Among others, Julie White, vice president of OU-AAUP, held a sign which read “One faculty, one staff, one OU!”
“I think saving faculty is central to saving the academic mission and that is, after all, what universities exist for,” White said. “I worry that we're losing sight of the priority on the academic mission in the way that the budget is being managed.”
Jennifer Fredette, an associate professor in the College of Arts and Sciences, agreed with White’s sentiments about the university’s academic mission.
“I think that the current administration would do well to recognize the core of a university is its academic mission, and we're not serving that right now,” Fredette said. “Our students know it, our alumni know it, and they're the ones who are actually the loudest about it.”
For several supporters, the layoffs hit close to home. Kyle Butler, an associate professor of instruction in the College of Arts and Sciences, spoke on his own experiences.
“It's personal. It's my friends. It's my colleagues that I've been working with and a lot of them have been here at this university for over a decade,” Butler said. “They are great teachers who do great work … there was no reason that these people should have been cut.”
Despite the importance of the contract terminations, many feel there has been a lack of transparency from the university regarding the cuts.
“I feel like this issue is something that's only been discussed kind of quietly and in secret for the past seven (or) eight months, so it's really nice to see people are coming out in the open and willing to stand with us and support us,” Butler said.
Although there are no more events planned currently, organizers believe there will be future demonstrations in the spring. Fredette said she would continue to attend any events that support the faculty and students.
In the meantime, White plans to •continue to raise awareness of the faculty cuts, and she hopes to see more transparency on behalf of the university.
“Prioritizing the academic mission means prioritizing faculty and staff,” White said. “That means no more cuts. That means transparency about a budget so that we know what we’re spending on athletics and the administration, and we know what we’re spending on faculty. You don’t have a university without your faculty.”
----
**What you need to do**
In the article about the faculty cuts, what did the sign held by Julie White read?

**Record list**
----
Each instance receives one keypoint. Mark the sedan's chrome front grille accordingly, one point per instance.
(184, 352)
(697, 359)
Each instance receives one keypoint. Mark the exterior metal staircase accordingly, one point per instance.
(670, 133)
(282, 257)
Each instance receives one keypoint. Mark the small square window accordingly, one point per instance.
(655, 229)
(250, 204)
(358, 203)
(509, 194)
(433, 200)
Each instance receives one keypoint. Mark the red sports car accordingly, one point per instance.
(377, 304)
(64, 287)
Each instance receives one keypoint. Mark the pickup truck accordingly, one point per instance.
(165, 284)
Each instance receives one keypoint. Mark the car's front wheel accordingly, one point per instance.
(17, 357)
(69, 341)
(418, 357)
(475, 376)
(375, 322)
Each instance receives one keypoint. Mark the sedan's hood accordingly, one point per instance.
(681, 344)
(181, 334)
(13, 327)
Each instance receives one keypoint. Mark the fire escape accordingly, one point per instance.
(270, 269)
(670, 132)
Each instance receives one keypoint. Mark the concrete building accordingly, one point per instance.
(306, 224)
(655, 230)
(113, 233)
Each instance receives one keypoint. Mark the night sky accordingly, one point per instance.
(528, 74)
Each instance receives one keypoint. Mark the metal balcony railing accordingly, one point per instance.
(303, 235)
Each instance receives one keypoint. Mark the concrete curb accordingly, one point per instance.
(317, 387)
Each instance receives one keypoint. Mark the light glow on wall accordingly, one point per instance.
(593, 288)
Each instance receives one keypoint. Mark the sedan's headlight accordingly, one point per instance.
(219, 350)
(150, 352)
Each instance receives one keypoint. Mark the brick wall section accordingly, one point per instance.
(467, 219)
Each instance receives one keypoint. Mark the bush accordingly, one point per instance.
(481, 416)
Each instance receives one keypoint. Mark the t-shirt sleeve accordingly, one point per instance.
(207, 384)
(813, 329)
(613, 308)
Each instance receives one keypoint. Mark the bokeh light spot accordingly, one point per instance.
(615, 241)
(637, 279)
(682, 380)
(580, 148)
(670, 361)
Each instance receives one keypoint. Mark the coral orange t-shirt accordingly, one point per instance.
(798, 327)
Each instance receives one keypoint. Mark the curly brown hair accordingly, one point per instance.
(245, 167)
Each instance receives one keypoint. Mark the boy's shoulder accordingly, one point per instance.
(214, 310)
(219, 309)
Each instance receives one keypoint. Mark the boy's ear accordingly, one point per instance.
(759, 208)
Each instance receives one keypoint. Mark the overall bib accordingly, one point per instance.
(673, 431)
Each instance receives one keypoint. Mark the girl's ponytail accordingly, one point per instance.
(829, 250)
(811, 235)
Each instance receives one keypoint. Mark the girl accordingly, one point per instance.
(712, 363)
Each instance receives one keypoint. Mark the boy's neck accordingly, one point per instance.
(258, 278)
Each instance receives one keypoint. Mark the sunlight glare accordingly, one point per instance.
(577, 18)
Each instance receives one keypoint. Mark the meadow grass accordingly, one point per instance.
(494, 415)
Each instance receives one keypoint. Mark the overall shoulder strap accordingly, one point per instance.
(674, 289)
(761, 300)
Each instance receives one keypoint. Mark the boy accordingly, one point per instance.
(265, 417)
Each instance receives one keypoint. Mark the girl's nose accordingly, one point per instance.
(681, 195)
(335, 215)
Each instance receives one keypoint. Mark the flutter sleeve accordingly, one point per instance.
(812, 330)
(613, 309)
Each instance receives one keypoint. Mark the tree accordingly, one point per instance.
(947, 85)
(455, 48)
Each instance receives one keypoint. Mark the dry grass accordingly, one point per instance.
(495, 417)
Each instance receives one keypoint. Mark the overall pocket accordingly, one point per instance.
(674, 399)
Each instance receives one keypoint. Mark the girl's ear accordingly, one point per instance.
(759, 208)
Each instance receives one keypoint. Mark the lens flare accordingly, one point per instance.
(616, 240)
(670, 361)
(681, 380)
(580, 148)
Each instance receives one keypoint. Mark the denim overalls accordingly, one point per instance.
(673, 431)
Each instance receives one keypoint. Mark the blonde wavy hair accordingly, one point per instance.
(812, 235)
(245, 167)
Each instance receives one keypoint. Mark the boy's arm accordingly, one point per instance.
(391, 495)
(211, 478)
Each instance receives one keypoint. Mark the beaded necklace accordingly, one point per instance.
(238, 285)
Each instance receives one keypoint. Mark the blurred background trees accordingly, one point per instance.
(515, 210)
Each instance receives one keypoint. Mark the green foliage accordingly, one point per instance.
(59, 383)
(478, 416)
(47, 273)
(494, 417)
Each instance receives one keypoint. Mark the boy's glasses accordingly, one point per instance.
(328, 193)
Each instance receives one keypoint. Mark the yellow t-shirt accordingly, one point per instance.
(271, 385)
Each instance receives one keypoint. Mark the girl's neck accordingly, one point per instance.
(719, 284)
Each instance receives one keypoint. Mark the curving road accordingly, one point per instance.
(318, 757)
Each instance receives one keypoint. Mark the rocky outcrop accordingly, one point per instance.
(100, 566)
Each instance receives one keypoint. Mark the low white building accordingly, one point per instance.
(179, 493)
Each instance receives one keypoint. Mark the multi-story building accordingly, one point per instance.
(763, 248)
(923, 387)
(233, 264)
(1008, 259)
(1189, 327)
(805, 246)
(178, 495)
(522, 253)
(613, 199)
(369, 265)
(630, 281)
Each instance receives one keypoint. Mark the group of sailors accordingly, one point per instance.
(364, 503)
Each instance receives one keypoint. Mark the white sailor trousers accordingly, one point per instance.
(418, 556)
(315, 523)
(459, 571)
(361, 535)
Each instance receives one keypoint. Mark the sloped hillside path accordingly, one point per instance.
----
**Task solution**
“One faculty, one staff, one OU!”